Document extract:

** BEGIN **

On the basis of YOLOv8n+ESPPF, the introduction of the EHConv module alone can increase the precision by 0.1%, reduce the number of parameters by 23.8% (0.72 M), and compress the FLOPs by 14.8% (1.2 G), but it can lead to a decrease in the recall rate by 0.2%. This suggests that the EHConv module excels in improving model accuracy and lightweighting, with relatively little impact on recall. The introduction of the RC2f module alone reduces the number of parameters by 24.8% (0.75 M), FLOPs by 13.5% (1.1 G), and model size by 25% (1.5 MB), but it results in a 0.2% decrease in the recall rate and a 0.4% decrease in mAP@50:95. While the RC2f module has a significant effect in terms of model compression, it has an acceptable impact on detection performance. The introduction of the PFDetect module alone can increase precision by 0.1%, reduce the number of parameters by 28.4% (0.86 M), FLOPs by 33.3% (2.7 G), and model size by 28.3% (1.7 MB) while decreasing mAP@50:95 by 0.4%. This suggests that the PFDetect module effectively improves accuracy while compressing the model with relatively little effect on mAP@50:95.
Based on the YOLOv8n+ESPPF model, the EHConv, RC2f, and PFDetect modules were combined in pairs to explore the influence of the combination effect of these modules on the model. When EHConv is combined with the RC2f module, the mAP@50:95 is reduced by 0.9%, but the parameters are reduced by 43.6% (1.31 M), the model size is reduced by 41.2% (2.6 M), and the FLOPs are reduced by 27.1% (2.2 G). Recall is improved by 0.2%. When EHConv is combined with the PFDetect module, the recall rate is reduced by 0.5%, but the number of parameters is reduced by 47% (1.42 M), the model size is reduced by 45% (2.7 MB), and the FLOPs are reduced by 46.9% (3.8 G). When RC2f is combined with the PFDetect module, the recall rate is reduced by 1.1%, but the number of parameters is reduced by 48% (1.45 M), the model size is reduced by 46.7% (2.8 MB), and FLOPs are reduced by 45.6% (3.7 G).
After the integration of the four modules, the number of model parameters was compressed to 33.4% (1.01 M) of the original size, and the FLOPs were reduced by 59.3% (4.8 G); the core detection accuracy (mAP@50 99.5%) was maintained, but the mAP@50:95 index decreased by 1.0%. The results show that the combination of the four modules achieves an effective balance between model lightness (model parameter number 1.01 M, model size 2.1 MB) and high accuracy.
3.2. Comparison Experiment
In this comparison experiment, to comprehensively evaluate the model performance, several lightweight versions of the YOLO series are selected for comparison. Specifically, these include YOLOv5n, YOLOv7-tiny [
24], YOLOv8n, YOLOv9-t [
25], and YOLO11n, the most lightweight models within their respective series. In addition to investigating the effect of the lightweight model further, this study carries out a series of innovative lightweight improvements based on YOLOv8n. The backbone layer of YOLOv8n was modified with the help of Hugging Face’s timm library. Specifically, several layers before the SPPF module were replaced with a more lightweight model architecture, which includes the mobilenetv3_small_050, mobilenetv4_conv_small_035, ghostnet_050, and lcnet_035 models. The interpretation of the above models is as follows: mobilenetv3_small_050 adopts the miniature model of MobileNetV3 [
26] with a model width of 0.5; mobilenetv4_conv_small_035 selects the small convolutional model of MobileNetV4 [
27], a small convolutional model with the same model width of 0.5; ghostnet_050 uses the GhostNet [
28] model with the model width kept at 0.5; and lcnet_035 employs the LCNet [
29] model, which also has a model width of 0.5. In this paper, the transformed models are named V3-YOLOv8n, V4-YOLOv8n, LCNet-YOLOv8n, and Ghost-YOLOv8n for the subsequent analysis and comparison of model performance.

** END **

Exercise tasks:
(a) In the YOLOv8n text, what is the model size after all four modules are combined?
(b) Name every lightweight YOLO model that the YOLOv8n text picks for comparison.
(c) Carry the YOLOv8n text on from its last sentence.
The lines after this come from a separate source.

Given records:

** BEGIN **

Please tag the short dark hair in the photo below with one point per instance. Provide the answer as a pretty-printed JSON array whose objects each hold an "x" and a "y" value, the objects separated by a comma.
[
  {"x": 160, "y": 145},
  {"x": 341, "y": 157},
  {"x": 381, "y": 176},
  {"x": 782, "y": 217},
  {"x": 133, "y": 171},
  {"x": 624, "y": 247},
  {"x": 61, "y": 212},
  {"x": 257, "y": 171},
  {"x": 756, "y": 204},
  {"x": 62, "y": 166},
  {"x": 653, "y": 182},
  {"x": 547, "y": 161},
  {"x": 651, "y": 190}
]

** END **

Responses by task:
(a) 2.1 MB

(b) YOLOv5n, YOLOv7-tiny, YOLOv8n, YOLOv9-t, YOLO11n

(c)
3.2.1. PFL-YOLO: Optimal Balance of Performance and Efficiency
In a comprehensive analysis of the performance of various YOLO series models and their improved versions, the PFL-YOLO model demonstrated distinct advantages. First, in terms of key performance metrics, the results are shown in
Table 7. PFL-YOLO achieved 98.5% precision, 98.8% recall, 99.5% mAP@50, 87.4% mAP@50:95, and 98.65% F1-Score. These results indicate that although PFL-YOLO did not achieve the highest score across all evaluation criteria, it maintained a consistently competitive level across all major performance indicators, particularly excelling in mAP@50 and F1-Score, which reflects an excellent balance between detection accuracy and efficiency. From the perspective of model performance efficiency, the results are shown in
Table 8. The PFL-YOLO model requires only 1.01 M parameters, 3.3 GFLOPs of computational complexity, and a model size of 2.1 MB to achieve an average detection time of 11.2 ms and a detection speed of approximately 89.4 images per second. Compared to other models such as YOLOv5n and YOLOv7-tiny, PFL-YOLO significantly reduces computational resource requirements and model size while maintaining similar or even superior detection performance, making it especially suitable for deployment on resource-constrained devices.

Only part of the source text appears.